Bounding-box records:

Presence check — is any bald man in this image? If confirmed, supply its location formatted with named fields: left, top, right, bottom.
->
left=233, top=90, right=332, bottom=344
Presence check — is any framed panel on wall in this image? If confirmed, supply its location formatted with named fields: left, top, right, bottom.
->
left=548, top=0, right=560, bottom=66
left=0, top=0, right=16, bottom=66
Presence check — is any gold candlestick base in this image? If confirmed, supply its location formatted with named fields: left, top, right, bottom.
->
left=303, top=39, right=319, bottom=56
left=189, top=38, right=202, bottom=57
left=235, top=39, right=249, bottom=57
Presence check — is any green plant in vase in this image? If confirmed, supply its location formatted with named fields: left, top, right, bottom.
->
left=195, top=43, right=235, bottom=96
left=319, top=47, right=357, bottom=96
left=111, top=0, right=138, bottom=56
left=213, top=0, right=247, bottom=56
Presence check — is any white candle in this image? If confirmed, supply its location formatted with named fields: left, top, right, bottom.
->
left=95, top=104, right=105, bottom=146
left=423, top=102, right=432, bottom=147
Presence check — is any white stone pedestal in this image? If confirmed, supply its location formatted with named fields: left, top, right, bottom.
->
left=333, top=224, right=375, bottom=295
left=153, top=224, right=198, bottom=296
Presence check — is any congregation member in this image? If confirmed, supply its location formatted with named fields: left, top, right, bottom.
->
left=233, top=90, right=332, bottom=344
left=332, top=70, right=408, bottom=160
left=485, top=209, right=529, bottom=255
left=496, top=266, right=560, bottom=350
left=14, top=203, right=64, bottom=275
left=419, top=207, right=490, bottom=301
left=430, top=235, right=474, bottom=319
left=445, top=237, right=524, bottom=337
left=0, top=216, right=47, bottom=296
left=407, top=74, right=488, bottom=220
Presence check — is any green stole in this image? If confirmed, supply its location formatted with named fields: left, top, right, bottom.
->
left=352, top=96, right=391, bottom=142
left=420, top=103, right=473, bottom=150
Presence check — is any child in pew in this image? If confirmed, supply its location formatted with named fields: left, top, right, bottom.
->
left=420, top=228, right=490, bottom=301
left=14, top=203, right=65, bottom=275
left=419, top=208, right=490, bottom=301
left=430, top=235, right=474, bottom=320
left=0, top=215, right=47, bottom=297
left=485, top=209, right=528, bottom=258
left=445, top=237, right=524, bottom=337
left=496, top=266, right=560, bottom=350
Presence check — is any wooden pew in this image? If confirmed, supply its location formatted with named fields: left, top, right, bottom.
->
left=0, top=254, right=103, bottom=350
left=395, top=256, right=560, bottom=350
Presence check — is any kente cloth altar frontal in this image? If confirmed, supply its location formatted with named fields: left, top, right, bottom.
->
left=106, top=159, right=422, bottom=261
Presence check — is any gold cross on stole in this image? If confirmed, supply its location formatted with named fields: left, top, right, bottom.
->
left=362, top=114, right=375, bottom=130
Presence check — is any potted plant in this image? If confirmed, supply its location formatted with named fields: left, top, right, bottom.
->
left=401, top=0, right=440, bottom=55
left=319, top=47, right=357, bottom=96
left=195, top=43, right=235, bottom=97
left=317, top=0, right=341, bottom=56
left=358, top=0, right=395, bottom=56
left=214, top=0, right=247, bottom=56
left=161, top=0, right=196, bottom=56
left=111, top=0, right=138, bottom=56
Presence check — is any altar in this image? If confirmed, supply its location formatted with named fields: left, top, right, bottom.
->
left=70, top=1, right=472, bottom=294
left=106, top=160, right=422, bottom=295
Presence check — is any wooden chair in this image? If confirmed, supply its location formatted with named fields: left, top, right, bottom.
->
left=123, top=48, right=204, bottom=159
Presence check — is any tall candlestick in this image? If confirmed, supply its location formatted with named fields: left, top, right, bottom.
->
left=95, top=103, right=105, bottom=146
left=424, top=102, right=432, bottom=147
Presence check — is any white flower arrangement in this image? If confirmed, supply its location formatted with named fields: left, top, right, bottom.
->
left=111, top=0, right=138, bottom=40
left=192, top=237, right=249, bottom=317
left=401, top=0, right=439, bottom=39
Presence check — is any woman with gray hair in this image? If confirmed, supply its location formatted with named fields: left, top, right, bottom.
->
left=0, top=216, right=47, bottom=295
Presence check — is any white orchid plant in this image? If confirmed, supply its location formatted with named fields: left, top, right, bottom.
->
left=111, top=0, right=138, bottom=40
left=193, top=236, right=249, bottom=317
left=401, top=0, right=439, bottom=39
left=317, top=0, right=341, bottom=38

> _SHORT TASK_
Copy only the stretch running from the line containing "Presence check — is any white flower" to the final line of the entries, both ends included, exactly as it stands.

> _SOLUTION TO THIS PROBLEM_
Presence check — is any white flower arrangement in this image? If confirmed, supply its location formatted with named fields: left, top, right, bottom.
->
left=111, top=0, right=138, bottom=40
left=192, top=237, right=249, bottom=317
left=401, top=0, right=439, bottom=39
Presence check — is any woman with gray hair in this image? If confirmed, supply its location formatted with named fields: left, top, right, bottom.
->
left=0, top=216, right=47, bottom=295
Presence check — is any white orchid plant in this image? If confirmed, supply its location formatted with named fields: left, top, right, bottom.
->
left=111, top=0, right=138, bottom=40
left=193, top=236, right=249, bottom=317
left=401, top=0, right=439, bottom=39
left=317, top=0, right=341, bottom=38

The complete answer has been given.